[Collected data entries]
§ §
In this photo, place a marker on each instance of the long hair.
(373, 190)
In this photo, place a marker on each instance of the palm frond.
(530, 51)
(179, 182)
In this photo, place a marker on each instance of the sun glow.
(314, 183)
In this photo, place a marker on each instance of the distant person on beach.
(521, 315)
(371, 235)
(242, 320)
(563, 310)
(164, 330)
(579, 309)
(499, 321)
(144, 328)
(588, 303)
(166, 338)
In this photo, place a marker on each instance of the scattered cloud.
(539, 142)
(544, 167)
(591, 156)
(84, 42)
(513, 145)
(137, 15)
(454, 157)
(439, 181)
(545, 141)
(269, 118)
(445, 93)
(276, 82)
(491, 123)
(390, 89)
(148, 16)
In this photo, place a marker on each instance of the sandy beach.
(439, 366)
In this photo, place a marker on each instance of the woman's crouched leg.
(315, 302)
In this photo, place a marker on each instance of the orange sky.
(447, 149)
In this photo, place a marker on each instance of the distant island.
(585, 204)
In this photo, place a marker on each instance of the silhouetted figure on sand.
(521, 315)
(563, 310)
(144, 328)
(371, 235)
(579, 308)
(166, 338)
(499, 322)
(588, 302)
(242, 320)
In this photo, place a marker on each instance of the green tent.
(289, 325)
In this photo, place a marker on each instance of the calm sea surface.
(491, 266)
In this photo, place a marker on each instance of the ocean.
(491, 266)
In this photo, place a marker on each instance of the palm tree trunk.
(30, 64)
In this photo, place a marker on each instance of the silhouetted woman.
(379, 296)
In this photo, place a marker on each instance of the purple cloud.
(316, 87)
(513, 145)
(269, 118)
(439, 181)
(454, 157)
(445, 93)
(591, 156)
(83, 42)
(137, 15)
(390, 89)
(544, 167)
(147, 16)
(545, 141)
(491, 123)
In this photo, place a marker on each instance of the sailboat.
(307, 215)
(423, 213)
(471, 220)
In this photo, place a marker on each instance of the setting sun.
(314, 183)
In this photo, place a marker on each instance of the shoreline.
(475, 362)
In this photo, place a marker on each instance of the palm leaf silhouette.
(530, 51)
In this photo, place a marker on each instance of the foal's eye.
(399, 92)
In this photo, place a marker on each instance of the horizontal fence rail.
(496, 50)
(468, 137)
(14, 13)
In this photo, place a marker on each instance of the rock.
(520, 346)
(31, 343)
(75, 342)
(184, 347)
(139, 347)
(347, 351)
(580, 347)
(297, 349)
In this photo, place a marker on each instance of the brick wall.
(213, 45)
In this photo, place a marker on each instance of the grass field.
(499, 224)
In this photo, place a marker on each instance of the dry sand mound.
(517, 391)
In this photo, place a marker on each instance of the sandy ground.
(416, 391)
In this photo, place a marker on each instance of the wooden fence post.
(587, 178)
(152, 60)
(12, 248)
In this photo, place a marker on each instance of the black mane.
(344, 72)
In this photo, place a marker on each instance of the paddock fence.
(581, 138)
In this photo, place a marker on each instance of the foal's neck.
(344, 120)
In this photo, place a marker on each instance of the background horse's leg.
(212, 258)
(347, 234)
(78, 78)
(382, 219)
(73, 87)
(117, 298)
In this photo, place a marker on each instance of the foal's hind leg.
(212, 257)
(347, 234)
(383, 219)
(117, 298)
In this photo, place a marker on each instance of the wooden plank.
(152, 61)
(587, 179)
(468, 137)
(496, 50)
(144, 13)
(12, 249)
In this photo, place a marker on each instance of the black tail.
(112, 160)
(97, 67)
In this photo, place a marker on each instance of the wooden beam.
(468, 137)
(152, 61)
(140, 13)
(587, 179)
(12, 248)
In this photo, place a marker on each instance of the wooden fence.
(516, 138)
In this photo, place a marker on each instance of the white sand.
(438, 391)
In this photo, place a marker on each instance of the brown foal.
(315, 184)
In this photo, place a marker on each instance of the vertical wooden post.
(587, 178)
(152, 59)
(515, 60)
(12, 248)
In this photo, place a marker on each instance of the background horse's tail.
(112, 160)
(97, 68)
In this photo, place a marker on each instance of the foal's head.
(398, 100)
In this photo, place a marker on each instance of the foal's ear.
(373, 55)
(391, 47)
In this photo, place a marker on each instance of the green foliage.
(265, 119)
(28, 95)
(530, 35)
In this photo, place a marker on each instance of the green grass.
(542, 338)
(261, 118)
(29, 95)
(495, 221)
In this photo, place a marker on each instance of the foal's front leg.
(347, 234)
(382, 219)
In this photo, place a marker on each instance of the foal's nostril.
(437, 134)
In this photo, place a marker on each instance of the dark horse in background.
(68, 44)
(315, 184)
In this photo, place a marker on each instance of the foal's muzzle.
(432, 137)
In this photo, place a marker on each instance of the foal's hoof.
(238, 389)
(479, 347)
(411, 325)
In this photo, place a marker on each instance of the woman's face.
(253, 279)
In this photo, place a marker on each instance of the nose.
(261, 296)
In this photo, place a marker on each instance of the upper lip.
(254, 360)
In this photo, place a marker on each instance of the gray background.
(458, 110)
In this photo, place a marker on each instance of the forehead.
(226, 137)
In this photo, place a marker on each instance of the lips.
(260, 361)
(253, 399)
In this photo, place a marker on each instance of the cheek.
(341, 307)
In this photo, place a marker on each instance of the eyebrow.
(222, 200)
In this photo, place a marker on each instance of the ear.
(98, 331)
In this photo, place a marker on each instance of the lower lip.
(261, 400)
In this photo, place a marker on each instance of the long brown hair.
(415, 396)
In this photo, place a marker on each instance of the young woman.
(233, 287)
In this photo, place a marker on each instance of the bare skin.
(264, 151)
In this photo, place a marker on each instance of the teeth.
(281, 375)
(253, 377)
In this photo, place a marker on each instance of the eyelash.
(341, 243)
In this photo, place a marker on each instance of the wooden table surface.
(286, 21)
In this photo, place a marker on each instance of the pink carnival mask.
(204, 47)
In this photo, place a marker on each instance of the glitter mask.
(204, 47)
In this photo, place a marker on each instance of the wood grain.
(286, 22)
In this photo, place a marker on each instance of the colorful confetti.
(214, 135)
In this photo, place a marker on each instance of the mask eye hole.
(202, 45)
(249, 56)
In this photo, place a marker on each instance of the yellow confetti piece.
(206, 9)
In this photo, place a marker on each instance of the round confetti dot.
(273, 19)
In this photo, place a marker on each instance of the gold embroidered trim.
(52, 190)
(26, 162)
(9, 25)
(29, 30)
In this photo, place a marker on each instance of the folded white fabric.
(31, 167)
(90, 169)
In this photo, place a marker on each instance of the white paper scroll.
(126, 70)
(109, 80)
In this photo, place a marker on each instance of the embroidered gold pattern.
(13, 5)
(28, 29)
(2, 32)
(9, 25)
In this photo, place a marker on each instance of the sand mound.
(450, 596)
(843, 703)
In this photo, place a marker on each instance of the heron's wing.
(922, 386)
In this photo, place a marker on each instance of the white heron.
§ §
• **What to do**: Print each of the lines above again, unchanged.

• **Exercise response**:
In this photo, place a marker on each instance of the long hair.
(373, 190)
In this photo, place a marker on each instance of the palm frond.
(530, 51)
(179, 182)
In this photo, place a marker on each instance of the sun glow.
(314, 183)
In this photo, place a marker on each instance of the distant person on beach.
(521, 315)
(371, 235)
(242, 320)
(563, 310)
(164, 330)
(579, 309)
(499, 321)
(144, 328)
(588, 303)
(166, 338)
In this photo, place a marker on each instance of the scattered cloud.
(539, 142)
(544, 167)
(591, 156)
(84, 42)
(513, 145)
(137, 15)
(454, 157)
(439, 181)
(545, 141)
(269, 118)
(445, 93)
(276, 82)
(491, 123)
(390, 89)
(148, 16)
In this photo, place a marker on each instance of the sandy beach.
(439, 366)
In this photo, place a marker on each instance of the woman's crouched leg.
(315, 302)
In this photo, place a marker on each instance of the orange sky.
(447, 149)
In this photo, place a marker on each instance of the distant island.
(585, 204)
In this photo, place a marker on each instance of the silhouetted figure on sand.
(521, 315)
(563, 310)
(144, 328)
(371, 235)
(579, 308)
(166, 338)
(499, 322)
(588, 302)
(242, 320)
In this photo, place a marker on each instance of the green tent.
(289, 325)
In this photo, place a marker on each instance of the calm sea surface.
(491, 266)
In this photo, place a marker on each instance of the ocean.
(491, 266)
In this photo, place a marker on each instance of the palm tree trunk.
(30, 64)
In this photo, place a marker on each instance of the silhouetted woman.
(379, 296)
In this photo, place a marker on each instance of the purple cloud.
(316, 87)
(513, 145)
(269, 118)
(439, 181)
(454, 157)
(445, 93)
(591, 156)
(83, 42)
(137, 15)
(390, 89)
(544, 167)
(147, 16)
(545, 141)
(491, 123)
In this photo, place a marker on each instance of the sailboat.
(307, 215)
(423, 213)
(471, 220)
In this photo, place a marker on each instance of the setting sun.
(314, 183)
In this photo, place a marker on each instance of the shoreline.
(475, 362)
In this photo, place a marker on each instance of the palm leaf silhouette.
(530, 51)
In this photo, place a marker on each instance of the foal's eye.
(399, 92)
In this photo, place a marker on each instance of the horizontal fence rail.
(496, 50)
(468, 137)
(14, 13)
In this photo, place a marker on each instance of the rock.
(520, 346)
(31, 343)
(75, 342)
(184, 347)
(139, 347)
(347, 351)
(580, 347)
(297, 349)
In this photo, place a marker on each instance of the brick wall.
(213, 45)
In this photo, place a marker on each instance of the grass field.
(499, 224)
In this photo, place a marker on each instance of the dry sand mound.
(517, 391)
In this photo, place a marker on each instance of the sandy ground.
(416, 391)
In this photo, place a marker on each instance of the wooden fence post.
(587, 178)
(152, 60)
(12, 248)
In this photo, place a marker on each instance of the black mane.
(344, 72)
In this photo, place a marker on each instance of the paddock fence.
(581, 138)
In this photo, place a marker on each instance of the foal's neck.
(344, 120)
In this photo, place a marker on each instance of the background horse's leg.
(212, 258)
(347, 234)
(78, 78)
(382, 219)
(73, 87)
(117, 298)
In this photo, place a marker on each instance of the foal's hind leg.
(212, 257)
(347, 234)
(383, 219)
(117, 298)
In this photo, place a marker on each instance of the wooden plank.
(152, 61)
(587, 179)
(468, 137)
(496, 50)
(144, 13)
(12, 249)
In this photo, place a marker on each instance of the black tail.
(112, 160)
(97, 67)
In this photo, place a marker on each instance of the wooden beam.
(468, 137)
(152, 61)
(140, 13)
(587, 179)
(12, 248)
In this photo, place a marker on each instance of the wooden fence.
(516, 138)
In this photo, place a marker on each instance of the white sand.
(438, 391)
In this photo, place a marker on each instance of the brown foal.
(315, 184)
In this photo, place a marker on each instance of the vertical wooden post.
(587, 178)
(152, 59)
(515, 60)
(12, 248)
In this photo, place a marker on each instance of the background horse's tail.
(112, 160)
(97, 68)
In this photo, place a marker on each instance of the foal's head.
(398, 100)
In this photo, place a marker on each instance of the foal's ear.
(373, 55)
(391, 47)
In this photo, place a marker on each instance of the green foliage.
(265, 119)
(28, 95)
(530, 35)
In this photo, place a marker on each instance of the green grass.
(542, 338)
(261, 118)
(29, 95)
(495, 221)
In this photo, place a marker on each instance of the foal's front leg.
(347, 234)
(382, 219)
In this photo, place a marker on each instance of the foal's nostril.
(437, 134)
In this photo, place a marker on each instance of the dark horse in background.
(68, 44)
(315, 184)
In this photo, place a marker on each instance of the foal's muzzle.
(432, 137)
In this photo, place a marker on each instance of the foal's hoof.
(238, 389)
(479, 347)
(411, 325)
In this photo, place a marker on each instance of the woman's face.
(253, 279)
In this photo, place a marker on each instance of the nose.
(261, 296)
In this photo, place a marker on each instance of the upper lip.
(254, 360)
In this photo, place a marker on each instance of the gray background.
(458, 110)
In this photo, place a marker on each instance of the forehead.
(226, 137)
In this photo, place a marker on each instance of the lips.
(260, 361)
(253, 399)
In this photo, place a marker on each instance of the cheek.
(341, 307)
In this photo, place a marker on each instance of the eyebrow.
(222, 200)
In this photo, place a marker on each instance of the ear.
(98, 331)
In this photo, place a marker on each instance of the lower lip.
(261, 400)
In this photo, place a marker on each instance of the long brown hair.
(415, 396)
In this photo, place a marker on each instance of the young woman.
(233, 287)
In this photo, place a marker on each instance of the bare skin.
(264, 151)
In this photo, place a marker on each instance of the teeth.
(281, 375)
(253, 377)
In this photo, place a marker on each instance of the eyelash.
(341, 243)
In this photo, place a marker on each instance of the wooden table surface.
(286, 21)
In this photo, place a marker on each instance of the pink carnival mask.
(204, 47)
In this photo, place a marker on each instance of the glitter mask.
(204, 47)
In this photo, place a marker on each instance of the wood grain.
(286, 22)
In this photo, place a marker on each instance of the colorful confetti.
(214, 135)
In this photo, place a marker on each instance of the mask eye hole.
(202, 45)
(249, 56)
In this photo, place a marker on each instance of the yellow confetti piece.
(206, 9)
In this photo, place a marker on each instance of the round confetti dot.
(273, 19)
In this photo, place a marker on each instance of the gold embroidered trim.
(52, 190)
(26, 162)
(9, 25)
(29, 30)
In this photo, place a marker on each instance of the folded white fabric.
(31, 167)
(90, 169)
In this photo, place a marker on each instance of the white paper scroll.
(126, 70)
(109, 80)
In this photo, place a marker on each instance of the embroidered gold pattern.
(13, 5)
(28, 29)
(2, 32)
(9, 25)
In this photo, place a marker on each instance of the sand mound.
(450, 596)
(843, 703)
In this photo, place a marker on each instance of the heron's wing.
(922, 386)
In this photo, place a marker on each instance of the white heron.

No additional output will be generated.